(Stored dataset items)

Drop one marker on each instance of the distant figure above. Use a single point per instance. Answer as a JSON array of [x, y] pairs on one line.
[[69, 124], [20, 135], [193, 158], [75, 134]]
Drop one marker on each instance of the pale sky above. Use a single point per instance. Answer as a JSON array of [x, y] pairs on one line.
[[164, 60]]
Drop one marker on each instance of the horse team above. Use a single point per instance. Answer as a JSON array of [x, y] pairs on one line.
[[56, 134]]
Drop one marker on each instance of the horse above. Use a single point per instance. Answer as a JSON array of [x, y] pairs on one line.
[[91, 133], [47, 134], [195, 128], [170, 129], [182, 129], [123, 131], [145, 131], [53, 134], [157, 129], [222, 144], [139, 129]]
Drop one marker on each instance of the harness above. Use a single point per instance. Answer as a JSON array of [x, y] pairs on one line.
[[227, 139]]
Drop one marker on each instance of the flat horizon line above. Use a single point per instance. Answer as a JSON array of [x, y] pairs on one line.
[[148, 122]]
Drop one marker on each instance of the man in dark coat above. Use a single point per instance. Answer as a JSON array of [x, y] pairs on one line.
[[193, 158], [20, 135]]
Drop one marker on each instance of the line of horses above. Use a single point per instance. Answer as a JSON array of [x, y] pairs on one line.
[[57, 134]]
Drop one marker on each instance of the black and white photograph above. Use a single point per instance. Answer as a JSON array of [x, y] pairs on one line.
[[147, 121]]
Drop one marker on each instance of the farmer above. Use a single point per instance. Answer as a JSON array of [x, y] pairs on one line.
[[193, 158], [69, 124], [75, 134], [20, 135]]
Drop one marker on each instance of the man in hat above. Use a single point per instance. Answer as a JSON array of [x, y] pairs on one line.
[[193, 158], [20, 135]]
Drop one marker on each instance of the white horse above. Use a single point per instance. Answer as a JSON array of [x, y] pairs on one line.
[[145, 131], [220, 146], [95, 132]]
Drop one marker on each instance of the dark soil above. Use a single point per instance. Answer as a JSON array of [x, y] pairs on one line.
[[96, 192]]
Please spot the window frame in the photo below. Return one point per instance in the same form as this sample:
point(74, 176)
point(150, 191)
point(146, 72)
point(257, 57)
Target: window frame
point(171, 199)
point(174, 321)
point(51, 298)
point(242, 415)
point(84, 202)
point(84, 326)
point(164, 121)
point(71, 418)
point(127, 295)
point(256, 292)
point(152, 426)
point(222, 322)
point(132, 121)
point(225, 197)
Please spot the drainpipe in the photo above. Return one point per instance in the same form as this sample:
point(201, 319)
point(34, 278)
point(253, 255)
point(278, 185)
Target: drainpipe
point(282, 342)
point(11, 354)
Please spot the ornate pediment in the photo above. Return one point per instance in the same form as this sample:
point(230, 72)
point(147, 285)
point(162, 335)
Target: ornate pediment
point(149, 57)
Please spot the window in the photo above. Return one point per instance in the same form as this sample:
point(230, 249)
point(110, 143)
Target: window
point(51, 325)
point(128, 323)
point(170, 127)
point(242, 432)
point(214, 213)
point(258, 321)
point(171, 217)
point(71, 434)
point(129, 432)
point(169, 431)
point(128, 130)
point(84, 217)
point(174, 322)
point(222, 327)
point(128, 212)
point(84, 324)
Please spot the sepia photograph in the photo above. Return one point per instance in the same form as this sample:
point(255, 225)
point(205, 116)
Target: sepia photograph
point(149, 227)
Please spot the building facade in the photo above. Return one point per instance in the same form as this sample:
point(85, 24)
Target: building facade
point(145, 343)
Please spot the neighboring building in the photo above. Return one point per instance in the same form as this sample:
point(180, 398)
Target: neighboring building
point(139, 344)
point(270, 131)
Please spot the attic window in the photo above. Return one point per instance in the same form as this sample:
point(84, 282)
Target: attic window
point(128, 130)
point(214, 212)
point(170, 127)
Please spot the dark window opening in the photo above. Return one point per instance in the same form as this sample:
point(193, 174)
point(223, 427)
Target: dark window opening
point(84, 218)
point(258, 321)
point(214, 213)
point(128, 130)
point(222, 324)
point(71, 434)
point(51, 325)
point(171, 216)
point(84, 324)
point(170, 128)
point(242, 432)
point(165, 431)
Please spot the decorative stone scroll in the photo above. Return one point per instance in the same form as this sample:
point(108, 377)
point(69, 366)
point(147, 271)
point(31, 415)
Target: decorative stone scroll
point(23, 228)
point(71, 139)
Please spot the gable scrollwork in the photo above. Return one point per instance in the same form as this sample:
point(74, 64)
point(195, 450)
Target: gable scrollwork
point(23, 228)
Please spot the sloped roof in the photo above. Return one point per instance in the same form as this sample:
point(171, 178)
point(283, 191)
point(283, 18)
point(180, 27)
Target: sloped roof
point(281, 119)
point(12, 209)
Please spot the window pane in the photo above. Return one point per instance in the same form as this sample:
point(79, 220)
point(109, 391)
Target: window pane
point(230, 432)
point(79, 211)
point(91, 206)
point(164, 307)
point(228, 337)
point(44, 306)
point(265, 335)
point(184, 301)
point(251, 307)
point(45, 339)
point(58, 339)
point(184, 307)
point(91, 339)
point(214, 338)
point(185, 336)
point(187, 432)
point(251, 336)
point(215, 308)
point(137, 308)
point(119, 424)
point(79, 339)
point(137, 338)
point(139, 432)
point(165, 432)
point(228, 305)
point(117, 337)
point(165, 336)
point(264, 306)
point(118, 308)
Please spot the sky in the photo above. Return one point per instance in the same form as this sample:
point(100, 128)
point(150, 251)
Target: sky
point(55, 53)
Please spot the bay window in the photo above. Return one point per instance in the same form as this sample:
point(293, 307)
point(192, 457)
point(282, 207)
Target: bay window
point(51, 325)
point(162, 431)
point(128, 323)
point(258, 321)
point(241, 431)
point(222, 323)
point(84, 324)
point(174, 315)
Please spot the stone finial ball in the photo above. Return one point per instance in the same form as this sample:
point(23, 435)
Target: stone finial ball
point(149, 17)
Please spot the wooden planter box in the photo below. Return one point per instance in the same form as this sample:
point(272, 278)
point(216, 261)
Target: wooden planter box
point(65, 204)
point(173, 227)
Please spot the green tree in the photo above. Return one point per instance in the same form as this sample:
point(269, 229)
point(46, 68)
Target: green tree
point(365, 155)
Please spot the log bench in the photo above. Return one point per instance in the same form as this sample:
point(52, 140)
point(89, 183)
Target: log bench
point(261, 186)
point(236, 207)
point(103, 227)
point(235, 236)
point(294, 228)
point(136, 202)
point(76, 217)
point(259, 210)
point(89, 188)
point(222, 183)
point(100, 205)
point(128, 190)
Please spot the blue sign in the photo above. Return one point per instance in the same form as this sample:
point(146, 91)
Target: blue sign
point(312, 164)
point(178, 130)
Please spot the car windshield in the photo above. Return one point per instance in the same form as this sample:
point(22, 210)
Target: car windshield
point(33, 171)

Exercise objective>
Take the entries above and copy out all lines with the string "below".

Exercise answer>
Please spot the window frame in the photo below. Return one point per instance in the same form as this sample:
Please spot the wooden planter box in the photo below. Return one point per instance in the same form as this sample:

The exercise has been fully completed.